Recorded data
=======
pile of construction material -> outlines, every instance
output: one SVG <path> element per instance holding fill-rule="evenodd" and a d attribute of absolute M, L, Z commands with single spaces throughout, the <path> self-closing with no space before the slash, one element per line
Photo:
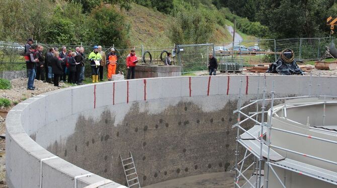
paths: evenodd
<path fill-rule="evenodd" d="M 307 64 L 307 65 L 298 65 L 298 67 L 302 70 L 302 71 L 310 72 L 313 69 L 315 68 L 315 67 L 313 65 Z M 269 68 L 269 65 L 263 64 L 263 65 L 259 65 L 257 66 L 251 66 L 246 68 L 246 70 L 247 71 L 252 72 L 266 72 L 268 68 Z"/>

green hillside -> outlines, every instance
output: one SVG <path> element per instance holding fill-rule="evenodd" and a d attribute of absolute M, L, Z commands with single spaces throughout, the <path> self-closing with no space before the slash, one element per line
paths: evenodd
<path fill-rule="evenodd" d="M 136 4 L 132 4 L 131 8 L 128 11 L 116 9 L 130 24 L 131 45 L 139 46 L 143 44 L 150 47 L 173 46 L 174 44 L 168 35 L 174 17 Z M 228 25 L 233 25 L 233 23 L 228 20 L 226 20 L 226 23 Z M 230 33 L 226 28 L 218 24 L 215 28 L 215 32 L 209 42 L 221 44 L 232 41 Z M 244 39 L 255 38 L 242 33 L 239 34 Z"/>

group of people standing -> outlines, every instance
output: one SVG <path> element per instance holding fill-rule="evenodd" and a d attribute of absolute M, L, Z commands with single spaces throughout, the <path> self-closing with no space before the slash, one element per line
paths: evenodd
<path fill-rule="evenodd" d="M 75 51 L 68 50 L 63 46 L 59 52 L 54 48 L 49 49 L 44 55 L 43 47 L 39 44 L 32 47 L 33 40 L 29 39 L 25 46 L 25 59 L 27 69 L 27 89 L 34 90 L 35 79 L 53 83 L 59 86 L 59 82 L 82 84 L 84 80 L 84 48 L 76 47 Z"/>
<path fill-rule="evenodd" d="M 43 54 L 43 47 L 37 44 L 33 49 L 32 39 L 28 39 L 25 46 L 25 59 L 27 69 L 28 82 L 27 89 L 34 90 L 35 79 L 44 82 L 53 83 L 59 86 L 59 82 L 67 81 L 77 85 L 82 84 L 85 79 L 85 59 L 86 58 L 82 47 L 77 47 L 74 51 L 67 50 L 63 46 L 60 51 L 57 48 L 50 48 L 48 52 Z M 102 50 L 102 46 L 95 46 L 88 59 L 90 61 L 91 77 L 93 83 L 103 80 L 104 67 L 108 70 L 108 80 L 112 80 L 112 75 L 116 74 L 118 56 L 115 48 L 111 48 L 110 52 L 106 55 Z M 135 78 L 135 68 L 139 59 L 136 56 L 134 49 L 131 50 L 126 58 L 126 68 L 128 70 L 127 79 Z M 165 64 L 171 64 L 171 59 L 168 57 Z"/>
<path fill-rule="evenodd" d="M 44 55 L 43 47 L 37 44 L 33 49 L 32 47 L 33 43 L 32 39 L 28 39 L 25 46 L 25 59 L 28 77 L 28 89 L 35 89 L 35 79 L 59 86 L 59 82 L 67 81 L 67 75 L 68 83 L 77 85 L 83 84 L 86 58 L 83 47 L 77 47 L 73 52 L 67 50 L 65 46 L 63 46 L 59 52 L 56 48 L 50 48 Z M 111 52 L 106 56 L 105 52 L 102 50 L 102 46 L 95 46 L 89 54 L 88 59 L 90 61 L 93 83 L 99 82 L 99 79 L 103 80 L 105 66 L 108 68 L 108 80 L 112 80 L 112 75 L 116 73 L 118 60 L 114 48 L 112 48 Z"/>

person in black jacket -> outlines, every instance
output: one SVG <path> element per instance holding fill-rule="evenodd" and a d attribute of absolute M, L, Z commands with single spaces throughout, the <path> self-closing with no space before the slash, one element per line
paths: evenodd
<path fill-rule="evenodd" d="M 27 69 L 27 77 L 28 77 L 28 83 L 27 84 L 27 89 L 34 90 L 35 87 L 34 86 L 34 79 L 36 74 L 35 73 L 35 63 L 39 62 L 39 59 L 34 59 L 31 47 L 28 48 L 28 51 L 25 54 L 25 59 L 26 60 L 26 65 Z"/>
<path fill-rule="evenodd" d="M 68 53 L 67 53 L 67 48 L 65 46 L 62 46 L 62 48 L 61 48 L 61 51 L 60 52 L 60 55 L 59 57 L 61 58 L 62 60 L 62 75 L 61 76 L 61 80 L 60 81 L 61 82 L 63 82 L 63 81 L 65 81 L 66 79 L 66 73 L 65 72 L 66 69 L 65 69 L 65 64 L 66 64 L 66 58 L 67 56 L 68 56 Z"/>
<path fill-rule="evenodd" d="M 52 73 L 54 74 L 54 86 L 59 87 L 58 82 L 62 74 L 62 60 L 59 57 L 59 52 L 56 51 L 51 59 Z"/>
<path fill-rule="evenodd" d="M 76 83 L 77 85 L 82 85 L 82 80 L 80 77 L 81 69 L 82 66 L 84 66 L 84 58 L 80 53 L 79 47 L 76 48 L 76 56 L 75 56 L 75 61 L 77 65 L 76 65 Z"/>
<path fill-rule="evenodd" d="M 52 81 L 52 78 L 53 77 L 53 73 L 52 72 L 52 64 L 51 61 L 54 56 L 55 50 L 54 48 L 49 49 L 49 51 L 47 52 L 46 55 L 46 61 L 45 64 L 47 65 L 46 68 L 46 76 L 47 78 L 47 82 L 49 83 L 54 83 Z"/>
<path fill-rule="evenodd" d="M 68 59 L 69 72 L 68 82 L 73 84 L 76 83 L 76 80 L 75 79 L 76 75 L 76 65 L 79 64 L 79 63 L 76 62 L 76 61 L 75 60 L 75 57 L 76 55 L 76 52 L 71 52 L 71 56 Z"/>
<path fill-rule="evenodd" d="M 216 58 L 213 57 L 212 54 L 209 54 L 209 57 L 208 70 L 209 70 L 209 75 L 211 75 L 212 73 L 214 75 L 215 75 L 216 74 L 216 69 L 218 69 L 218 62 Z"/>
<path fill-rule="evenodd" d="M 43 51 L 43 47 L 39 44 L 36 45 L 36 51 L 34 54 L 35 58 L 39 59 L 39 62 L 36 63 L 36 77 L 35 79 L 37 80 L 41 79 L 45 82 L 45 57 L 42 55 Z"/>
=======
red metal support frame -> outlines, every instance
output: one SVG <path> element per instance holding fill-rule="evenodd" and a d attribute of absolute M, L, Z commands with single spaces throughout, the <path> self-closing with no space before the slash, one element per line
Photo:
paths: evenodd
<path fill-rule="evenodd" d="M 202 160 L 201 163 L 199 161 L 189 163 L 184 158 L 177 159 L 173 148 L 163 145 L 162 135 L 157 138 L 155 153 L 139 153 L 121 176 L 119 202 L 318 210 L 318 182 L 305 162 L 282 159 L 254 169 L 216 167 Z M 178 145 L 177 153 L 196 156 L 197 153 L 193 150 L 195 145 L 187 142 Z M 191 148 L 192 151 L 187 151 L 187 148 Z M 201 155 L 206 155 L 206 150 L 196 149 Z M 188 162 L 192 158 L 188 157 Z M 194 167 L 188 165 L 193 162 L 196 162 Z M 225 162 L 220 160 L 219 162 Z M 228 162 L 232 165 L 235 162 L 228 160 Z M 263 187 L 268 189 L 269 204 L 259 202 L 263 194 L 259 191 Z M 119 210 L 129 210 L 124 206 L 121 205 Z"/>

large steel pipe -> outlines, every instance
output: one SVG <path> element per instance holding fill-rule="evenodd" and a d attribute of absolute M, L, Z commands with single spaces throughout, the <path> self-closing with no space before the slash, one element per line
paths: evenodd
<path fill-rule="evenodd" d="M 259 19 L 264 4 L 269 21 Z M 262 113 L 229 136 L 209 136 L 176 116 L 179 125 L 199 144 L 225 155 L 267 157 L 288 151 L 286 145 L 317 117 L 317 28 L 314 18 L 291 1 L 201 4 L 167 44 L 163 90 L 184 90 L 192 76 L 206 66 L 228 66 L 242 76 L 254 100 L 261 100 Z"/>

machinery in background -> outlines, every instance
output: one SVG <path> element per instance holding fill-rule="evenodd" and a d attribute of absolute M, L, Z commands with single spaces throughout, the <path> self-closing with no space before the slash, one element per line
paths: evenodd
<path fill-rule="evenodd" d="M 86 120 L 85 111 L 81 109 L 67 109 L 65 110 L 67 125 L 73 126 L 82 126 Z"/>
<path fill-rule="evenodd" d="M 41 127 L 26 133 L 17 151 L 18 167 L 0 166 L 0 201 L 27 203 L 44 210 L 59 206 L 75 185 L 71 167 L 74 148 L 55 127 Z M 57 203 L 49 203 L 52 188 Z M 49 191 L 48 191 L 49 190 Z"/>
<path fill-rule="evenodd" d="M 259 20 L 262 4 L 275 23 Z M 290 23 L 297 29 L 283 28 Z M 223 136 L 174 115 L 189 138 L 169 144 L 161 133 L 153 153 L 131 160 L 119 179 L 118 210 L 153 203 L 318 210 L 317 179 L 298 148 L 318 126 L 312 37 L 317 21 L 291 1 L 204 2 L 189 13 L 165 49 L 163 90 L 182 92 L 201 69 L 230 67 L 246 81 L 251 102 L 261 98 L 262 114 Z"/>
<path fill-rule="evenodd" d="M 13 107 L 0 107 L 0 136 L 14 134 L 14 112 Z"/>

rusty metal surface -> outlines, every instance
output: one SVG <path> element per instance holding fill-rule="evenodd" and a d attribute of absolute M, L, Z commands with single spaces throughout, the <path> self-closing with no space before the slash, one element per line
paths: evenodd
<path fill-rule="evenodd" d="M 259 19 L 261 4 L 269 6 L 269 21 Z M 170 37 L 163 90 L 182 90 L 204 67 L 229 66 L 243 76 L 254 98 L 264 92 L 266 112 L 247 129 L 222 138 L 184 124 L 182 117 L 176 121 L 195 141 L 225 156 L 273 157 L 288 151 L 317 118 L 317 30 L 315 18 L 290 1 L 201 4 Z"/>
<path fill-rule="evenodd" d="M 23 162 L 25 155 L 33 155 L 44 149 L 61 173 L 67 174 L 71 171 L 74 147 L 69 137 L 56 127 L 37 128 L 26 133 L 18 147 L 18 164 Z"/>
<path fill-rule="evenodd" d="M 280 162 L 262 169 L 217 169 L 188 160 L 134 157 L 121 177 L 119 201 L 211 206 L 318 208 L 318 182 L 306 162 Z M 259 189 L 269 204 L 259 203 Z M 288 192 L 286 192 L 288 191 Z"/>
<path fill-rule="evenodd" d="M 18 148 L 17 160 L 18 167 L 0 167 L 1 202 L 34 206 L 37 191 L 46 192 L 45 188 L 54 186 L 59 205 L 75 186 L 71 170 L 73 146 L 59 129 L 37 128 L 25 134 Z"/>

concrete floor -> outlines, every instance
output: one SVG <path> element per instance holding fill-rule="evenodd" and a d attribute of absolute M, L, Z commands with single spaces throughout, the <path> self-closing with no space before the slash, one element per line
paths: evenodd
=======
- _Challenge_:
Render the lines from the line containing "pile of construction" to the line containing "307 64 L 307", both included, as a numbered list, omitting blank lines. Leave the pictures out of the answer.

- _Complete answer_:
1. pile of construction material -> outlines, every instance
2. output: one SVG <path> element per instance holding fill-rule="evenodd" and a d attribute of absolute M, L, Z commands with single spaces throughout, the <path> self-closing with no space before the slash, one element per line
3. Photo:
4. paths: evenodd
5. <path fill-rule="evenodd" d="M 307 64 L 307 65 L 298 65 L 298 67 L 302 70 L 302 71 L 310 72 L 313 69 L 315 68 L 315 67 L 313 65 Z M 269 68 L 269 65 L 263 64 L 263 65 L 259 65 L 257 66 L 251 66 L 246 68 L 246 70 L 247 71 L 252 72 L 266 72 L 268 68 Z"/>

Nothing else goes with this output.